> [PROVIDED TEXT]
Re: [DISCUSS] Best way to re-encrypt existing data (TDE cache key rotation).

2020-07-24 Thread Maksim Stepachev
Hello everyone, yesterday we discussed the implementation of TDE over a
conference call. I added a summary of this call here:

   1. The wiki documentation should be expanded. It should describe the
   steps - how it works under the hood. What are the domain objects in the
   implementation?
   2. We should try to run the existing test suites in encryption mode.
   Encryption should not affect any PDS or other tests.
   3. SPI requires an additional method such as getKeyDigest, because the
   current implementation of GridEncryptionManager#masterKeyDigest() looks
   strange. We reset the master key to calculate the digest. This will not
   work well if we want to use VOLT as a key provider implementation.
   4. Recommendation - the encryption processor should be divided into
   external subclasses, and we should use the OOP decomposition pattern for
   it. Right now, this class has more than 2000 lines and does not support
   SOLID. This is similar to inline unrelated logic with a single class.
   5. Recommendation - we should not use tuples and triples, because this
   is a marker of a design problem.
   6. Strict recommendation - please don't put context everywhere. it
   should only be used in the parent class. You can pass the necessary
   dependencies through the constructor, as in the DI pattern.
   7. Question -the current implementation does not use the throttling that
   is implemented in PDS. Users should set the throughput such as 5 MB per
   second, but not the timeout, packet size, or stream size.
   8. Question - why we add a lot of system properties? Why we didn’t add a
   configuration for it?
   9. Question - How do we optimize when we can check that this page is
   already encrypted by parallel loading? Maybe we should do this in Phase 4?
   10. Question - CRC is read in two places encryptionFileIO and
   filePageStore - what should we do with this?
   11. We should remember about complicated test scenarios with failover
   like node left when encryption started and joined after it finished. In the
   process, the baseline changed node left before / after / in the middle of
   this process. And etc.

> [INFORMATION SUPPLIED]
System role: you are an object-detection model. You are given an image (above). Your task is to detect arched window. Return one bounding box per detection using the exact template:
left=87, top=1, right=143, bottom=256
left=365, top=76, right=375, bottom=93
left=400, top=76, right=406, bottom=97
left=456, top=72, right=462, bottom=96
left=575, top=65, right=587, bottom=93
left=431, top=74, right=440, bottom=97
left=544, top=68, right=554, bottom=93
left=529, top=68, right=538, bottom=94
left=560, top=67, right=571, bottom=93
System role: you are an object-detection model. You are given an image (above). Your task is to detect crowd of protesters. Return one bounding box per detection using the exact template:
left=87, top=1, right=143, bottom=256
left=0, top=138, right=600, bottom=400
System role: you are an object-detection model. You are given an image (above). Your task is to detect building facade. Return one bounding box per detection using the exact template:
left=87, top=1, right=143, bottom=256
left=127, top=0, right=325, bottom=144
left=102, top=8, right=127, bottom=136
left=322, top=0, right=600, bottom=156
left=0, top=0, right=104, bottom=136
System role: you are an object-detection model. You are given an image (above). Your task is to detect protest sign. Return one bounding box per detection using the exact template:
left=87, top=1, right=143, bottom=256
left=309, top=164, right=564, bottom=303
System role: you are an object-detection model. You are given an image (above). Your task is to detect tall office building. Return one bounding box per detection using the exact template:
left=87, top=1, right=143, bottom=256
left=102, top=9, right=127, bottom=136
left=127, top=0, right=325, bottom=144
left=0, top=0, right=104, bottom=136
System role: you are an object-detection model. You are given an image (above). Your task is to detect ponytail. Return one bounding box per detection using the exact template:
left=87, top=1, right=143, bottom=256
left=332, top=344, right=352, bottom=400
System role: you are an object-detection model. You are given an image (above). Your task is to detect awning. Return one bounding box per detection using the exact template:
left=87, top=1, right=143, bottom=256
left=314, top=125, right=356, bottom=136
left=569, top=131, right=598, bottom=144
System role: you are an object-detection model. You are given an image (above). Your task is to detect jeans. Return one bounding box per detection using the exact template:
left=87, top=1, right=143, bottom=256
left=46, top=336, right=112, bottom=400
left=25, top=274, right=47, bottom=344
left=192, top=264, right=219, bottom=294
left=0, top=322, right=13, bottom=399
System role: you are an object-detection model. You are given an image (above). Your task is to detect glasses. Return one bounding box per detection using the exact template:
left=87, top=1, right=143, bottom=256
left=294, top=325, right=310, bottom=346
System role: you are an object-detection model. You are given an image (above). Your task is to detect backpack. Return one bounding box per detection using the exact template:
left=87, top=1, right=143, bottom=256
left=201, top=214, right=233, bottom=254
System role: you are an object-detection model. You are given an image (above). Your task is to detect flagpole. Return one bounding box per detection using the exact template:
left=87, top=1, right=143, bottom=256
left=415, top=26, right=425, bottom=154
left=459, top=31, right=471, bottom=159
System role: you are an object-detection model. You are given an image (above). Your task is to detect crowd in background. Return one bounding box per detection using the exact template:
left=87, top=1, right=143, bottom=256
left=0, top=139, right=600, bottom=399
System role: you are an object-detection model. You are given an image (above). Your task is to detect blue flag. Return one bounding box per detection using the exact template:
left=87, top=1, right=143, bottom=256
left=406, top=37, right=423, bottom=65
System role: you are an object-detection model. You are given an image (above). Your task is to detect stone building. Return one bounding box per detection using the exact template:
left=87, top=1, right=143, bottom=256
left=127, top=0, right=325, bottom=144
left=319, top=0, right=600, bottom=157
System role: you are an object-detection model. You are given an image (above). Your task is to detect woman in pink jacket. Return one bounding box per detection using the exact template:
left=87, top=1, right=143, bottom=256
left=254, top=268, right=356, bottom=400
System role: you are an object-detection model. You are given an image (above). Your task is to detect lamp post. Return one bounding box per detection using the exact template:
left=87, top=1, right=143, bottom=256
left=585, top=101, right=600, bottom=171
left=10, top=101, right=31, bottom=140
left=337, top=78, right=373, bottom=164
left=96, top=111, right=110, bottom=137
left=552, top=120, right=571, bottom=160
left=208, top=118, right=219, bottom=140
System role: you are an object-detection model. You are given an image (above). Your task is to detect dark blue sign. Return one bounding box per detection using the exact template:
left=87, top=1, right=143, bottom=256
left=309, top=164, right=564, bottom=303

> [TASK] Reproduce the TDE call summary word for word, starting with "7. Question -the" and going on through "do with this?".

> [CORRECT RESPONSE]
7. Question -the current implementation does not use the throttling that
   is implemented in PDS. Users should set the throughput such as 5 MB per
   second, but not the timeout, packet size, or stream size.
   8. Question - why we add a lot of system properties? Why we didn’t add a
   configuration for it?
   9. Question - How do we optimize when we can check that this page is
   already encrypted by parallel loading? Maybe we should do this in Phase 4?
   10. Question - CRC is read in two places encryptionFileIO and
   filePageStore - what should we do with this?